Give back the entire listing that follows, exactly.

# Provided information
/---

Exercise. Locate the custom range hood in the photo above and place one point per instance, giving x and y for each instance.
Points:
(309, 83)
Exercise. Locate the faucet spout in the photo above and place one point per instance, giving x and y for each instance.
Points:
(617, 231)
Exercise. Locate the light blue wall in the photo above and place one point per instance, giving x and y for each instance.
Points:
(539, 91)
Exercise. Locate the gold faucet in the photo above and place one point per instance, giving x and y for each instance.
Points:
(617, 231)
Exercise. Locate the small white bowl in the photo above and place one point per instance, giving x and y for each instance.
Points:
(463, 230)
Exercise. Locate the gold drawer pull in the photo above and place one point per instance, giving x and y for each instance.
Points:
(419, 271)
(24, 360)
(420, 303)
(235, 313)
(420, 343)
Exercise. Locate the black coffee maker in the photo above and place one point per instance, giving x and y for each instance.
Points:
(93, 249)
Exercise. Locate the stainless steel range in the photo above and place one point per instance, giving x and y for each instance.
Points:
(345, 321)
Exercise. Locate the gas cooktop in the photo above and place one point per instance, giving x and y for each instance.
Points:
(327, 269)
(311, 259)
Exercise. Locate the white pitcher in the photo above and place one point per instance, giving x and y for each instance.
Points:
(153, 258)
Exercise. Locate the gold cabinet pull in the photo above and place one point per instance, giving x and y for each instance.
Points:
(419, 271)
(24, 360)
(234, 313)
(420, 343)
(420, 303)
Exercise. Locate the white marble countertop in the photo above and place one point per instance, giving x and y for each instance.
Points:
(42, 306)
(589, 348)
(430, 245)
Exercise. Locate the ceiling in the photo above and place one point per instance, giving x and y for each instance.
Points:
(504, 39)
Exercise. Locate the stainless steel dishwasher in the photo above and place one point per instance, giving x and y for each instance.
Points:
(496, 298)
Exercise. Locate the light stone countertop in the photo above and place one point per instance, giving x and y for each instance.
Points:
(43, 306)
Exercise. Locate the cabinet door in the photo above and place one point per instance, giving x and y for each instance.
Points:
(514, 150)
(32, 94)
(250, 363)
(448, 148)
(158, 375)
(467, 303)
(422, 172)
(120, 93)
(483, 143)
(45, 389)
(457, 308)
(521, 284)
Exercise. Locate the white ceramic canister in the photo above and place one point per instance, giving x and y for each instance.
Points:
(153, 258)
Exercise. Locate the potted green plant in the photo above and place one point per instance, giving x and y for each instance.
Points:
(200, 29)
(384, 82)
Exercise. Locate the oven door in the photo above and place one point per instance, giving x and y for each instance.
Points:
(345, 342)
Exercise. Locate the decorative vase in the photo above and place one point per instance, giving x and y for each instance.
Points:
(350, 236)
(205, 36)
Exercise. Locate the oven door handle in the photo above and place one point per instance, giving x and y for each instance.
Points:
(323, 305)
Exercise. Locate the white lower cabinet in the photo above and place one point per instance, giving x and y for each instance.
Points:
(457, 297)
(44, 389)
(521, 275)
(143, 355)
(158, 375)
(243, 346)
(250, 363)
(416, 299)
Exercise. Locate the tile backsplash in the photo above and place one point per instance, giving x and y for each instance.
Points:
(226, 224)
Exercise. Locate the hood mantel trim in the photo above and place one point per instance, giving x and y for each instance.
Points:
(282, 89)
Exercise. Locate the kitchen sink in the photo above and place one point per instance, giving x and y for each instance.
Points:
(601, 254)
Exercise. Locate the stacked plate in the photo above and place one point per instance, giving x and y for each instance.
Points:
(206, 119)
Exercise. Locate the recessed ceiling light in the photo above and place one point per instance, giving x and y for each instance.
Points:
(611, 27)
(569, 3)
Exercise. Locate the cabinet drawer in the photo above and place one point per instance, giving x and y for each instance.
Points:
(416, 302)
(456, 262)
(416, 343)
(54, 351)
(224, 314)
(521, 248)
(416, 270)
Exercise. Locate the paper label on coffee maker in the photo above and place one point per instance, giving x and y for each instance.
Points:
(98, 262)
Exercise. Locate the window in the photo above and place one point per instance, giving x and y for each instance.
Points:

\---

# Completed exercise
Exercise. Locate the custom range hood in the photo above and place one point per instance, giving x and y for each instance.
Points:
(309, 83)
Exercise. Locate the faucet spout in the photo above and place one point per instance, giving x and y for each instance.
Points:
(617, 231)
Exercise. Locate the light blue wall in the photo above and place one point per instance, giving x and y for each instance.
Points:
(539, 91)
Exercise. Locate the gold faucet in the photo above and place one point per instance, giving x and y for each instance.
Points:
(617, 231)
Exercise. Locate the small white bowl in the photo above and place one point per instance, giving x and y for each instance.
Points:
(463, 230)
Exercise. Locate the gold drawer pull in the photo above and place one point per instance, giving x and y for each instance.
Points:
(419, 271)
(24, 360)
(420, 303)
(235, 313)
(420, 343)
Exercise. Locate the black coffee maker in the photo above and place one point per instance, giving x and y for each instance.
Points:
(93, 249)
Exercise. Locate the stainless steel range in the photo above and place one point per instance, giving x and y for each instance.
Points:
(345, 321)
Exercise. Locate the gas cooktop in the photo above and place one point per instance, giving x and y for each instance.
Points:
(327, 269)
(311, 259)
Exercise. Locate the white pitcher in the photo above and place one point per instance, giving x and y for each instance.
Points:
(153, 258)
Exercise. Locate the gold cabinet pull in the photo above and place one point per instance, giving x and y for each instance.
Points:
(419, 271)
(24, 360)
(234, 313)
(420, 343)
(420, 303)
Exercise. Locate the white marble countertop in the photo above and place one point per instance, giving x and y for each instance.
Points:
(42, 306)
(589, 348)
(430, 245)
Exercise. Locate the ceiling in the photo above and place one point per instance, giving x and y for each instance.
Points:
(504, 39)
Exercise. Locate the stainless steel dishwasher in the photo above and place one point per instance, giving x and y for each instance.
Points:
(496, 298)
Exercise. Locate the light stone countertop in the photo above and place one point per instance, giving x and y for each instance.
Points:
(43, 306)
Exercise. Locate the cabinet door in the photo above and place one point per instance, giving x and y for each instance.
Points:
(514, 150)
(32, 94)
(250, 363)
(448, 148)
(158, 375)
(467, 303)
(422, 172)
(120, 93)
(483, 143)
(45, 389)
(457, 308)
(521, 284)
Exercise. Locate the white ceramic canister in the photo above and place one point per instance, giving x and y for each instance.
Points:
(153, 258)
Exercise. Locate the potted green plant in the photo above and place one point per instance, giving x and y for each instance.
Points:
(200, 29)
(384, 82)
Exercise. Locate the oven door in the photo above and place one point per instance, giving x and y for each instance.
Points:
(345, 342)
Exercise. Locate the decorative vase in the photo above and place one point per instance, giving x and y for each instance.
Points:
(350, 236)
(205, 36)
Exercise. Locate the oven door handle in the photo above and place one point per instance, giving x and y for each instance.
Points:
(323, 305)
Exercise. Locate the white lower cabinet in the photo above and place one point per instance, giving x and y for each instance.
Points:
(457, 297)
(44, 389)
(521, 275)
(143, 355)
(158, 375)
(243, 346)
(250, 363)
(416, 299)
Exercise. Locate the tile backsplash in the photo above and place one point per instance, giving x and y for each instance.
Points:
(226, 224)
Exercise. Locate the hood mantel trim in the photo above and place one point per instance, giving x and y for each instance.
Points:
(282, 89)
Exercise. Locate the kitchen sink in the photo above and place one point per instance, giving x and y for each instance.
Points:
(601, 254)
Exercise. Locate the stacked plate in the photo above and place one point per instance, giving x and y for each instance.
Points:
(206, 119)
Exercise. Locate the recessed ceiling light in the photo above and place one point per instance, giving x and y for each instance.
Points:
(611, 27)
(569, 3)
Exercise. Locate the cabinet drawer in the photo above and place one point per instance, giving x and y for each instance.
Points:
(416, 302)
(456, 262)
(416, 343)
(54, 351)
(224, 314)
(521, 248)
(416, 270)
Exercise. Locate the paper label on coffee maker in the photo above and place one point per instance, giving x and y for each instance.
Points:
(98, 262)
Exercise. Locate the window in the photo above and place one point per instance, giving x and y for each instance.
Points:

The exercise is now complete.